> _Page text_:
[start]

With a mission to make secondhand everyone’s first choice, the seamless circular shopathon facilitated by Vinted is without a doubt more sustainable than buying new. Extending the life of items and utilising what we already have is vital work, meeting the needs of consumers desperate to shop more consciously and economically. Let’s remember, though (and that’s before we even get into the carbon emissions produced from the delivery infrastructure), that a circular economy doesn’t delete landfill – it merely delays it. It’s fast fashion garment rotation. The equivalent of reassuring ourselves that our recycling bins put a dent in the world’s plastic pollution.


As for earning a little return on the side, yes please. My Vinted account tells me I have sold 86 items since joining two years ago, earning myself £891.69. But I am no richer for it. On top of buying a shedload of parcel wrap and packing paper, I have also bought 36 items on Vinted in the same period – to save money on clothes, yes (38% of women use Vinted to cut costs), but also because buying in-app feels gamified. Like I’m spending Monopoly money I never had in the first place. Do not pass go, do not collect £200.


Yes, I know I could shift it to my savings and do something worthy but, honestly, I’m not the only one; of those earning money selling on Vinted, half use it to buy other items on Vinted and 22% use it to purchase brand spanking new clothing from other retailers. Transactions fuelling transactions fuelling transactions.


And this is where everyone’s intentions all get a bit muddled: a platform created to savour secondhand simply makes it easier to shop full stop. To get a dopamine rush from a bargain while sitting on your sofa. To wear an item once and then permissively get rid. To buy more because it costs less. To shrug when you forget to return something and sell it on, labels intact. Only 35% of women buy clothes on Vinted because they actually need the item.



And then there’s the extra time spent looking at clothes and thinking about clothes. More than half (53%) of women agree that browsing Vinted is addictive, with 42% using the app at least three times a week and 15% browsing it daily. Translate those behaviours into IRL shopping trips and think how out of sync with sustainability that is. Now consider how the scroll takes its toll.


Pre-loved purchases are incredible, and my tomato-red Sambas can attest to that. But if we really want apps like Vinted to represent careful consumerism, we’re all going to have to start giving second thoughts to secondhand.

[end]

> _Record list_:
[start]

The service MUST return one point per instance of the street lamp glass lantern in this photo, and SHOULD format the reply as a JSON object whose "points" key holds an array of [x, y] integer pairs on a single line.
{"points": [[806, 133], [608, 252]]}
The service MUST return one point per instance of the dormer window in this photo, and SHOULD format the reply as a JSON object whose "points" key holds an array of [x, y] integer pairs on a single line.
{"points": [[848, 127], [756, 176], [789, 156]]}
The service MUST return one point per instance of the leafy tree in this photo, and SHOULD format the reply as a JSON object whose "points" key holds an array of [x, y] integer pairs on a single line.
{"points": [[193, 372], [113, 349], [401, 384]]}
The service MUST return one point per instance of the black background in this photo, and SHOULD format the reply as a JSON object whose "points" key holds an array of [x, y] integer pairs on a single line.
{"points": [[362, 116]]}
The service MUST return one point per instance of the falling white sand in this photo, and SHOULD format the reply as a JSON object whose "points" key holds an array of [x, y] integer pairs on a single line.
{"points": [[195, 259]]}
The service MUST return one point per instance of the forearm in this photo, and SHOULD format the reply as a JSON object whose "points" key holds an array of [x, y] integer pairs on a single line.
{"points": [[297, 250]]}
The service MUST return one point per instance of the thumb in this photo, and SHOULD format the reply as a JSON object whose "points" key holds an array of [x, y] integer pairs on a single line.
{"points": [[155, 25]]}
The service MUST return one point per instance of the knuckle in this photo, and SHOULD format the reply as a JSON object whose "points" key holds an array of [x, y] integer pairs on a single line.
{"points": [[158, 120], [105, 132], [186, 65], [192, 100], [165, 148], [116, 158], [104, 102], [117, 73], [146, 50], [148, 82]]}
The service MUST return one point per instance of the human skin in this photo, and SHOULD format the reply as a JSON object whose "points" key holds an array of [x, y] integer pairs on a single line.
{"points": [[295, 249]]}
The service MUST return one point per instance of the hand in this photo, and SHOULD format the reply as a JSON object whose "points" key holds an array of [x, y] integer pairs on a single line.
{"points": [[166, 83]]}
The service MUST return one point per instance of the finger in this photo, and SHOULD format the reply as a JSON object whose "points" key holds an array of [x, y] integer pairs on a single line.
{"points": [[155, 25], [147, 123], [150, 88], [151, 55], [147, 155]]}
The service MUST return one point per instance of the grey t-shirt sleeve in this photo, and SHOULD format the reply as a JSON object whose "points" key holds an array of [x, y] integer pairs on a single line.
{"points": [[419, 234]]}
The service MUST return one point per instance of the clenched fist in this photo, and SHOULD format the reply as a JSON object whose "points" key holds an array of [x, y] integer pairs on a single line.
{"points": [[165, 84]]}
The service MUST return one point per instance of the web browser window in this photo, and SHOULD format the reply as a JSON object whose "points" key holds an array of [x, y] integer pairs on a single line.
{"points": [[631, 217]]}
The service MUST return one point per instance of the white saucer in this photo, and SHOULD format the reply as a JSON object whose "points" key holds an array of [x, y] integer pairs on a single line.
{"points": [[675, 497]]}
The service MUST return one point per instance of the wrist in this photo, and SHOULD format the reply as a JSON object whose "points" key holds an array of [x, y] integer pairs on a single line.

[end]

> _Brief 1_: In the Vinted piece, why does the writer say they are "no richer" despite selling 86 items?
> _Brief 2_: Reproduce the Vinted piece word for word, from "And then there’s" up to and including "takes its toll.".
> _Brief 3_: According to the Vinted piece, what percentage of women agree that browsing Vinted is addictive?

> _Full output 1_: The £891.69 earned from those sales went back out. The writer bought a large amount of parcel wrap and packing paper and also bought 36 items on Vinted over the same two years.

> _Full output 2_:
And then there’s the extra time spent looking at clothes and thinking about clothes. More than half (53%) of women agree that browsing Vinted is addictive, with 42% using the app at least three times a week and 15% browsing it daily. Translate those behaviours into IRL shopping trips and think how out of sync with sustainability that is. Now consider how the scroll takes its toll.

> _Full output 3_: 53% of women, which is more than half.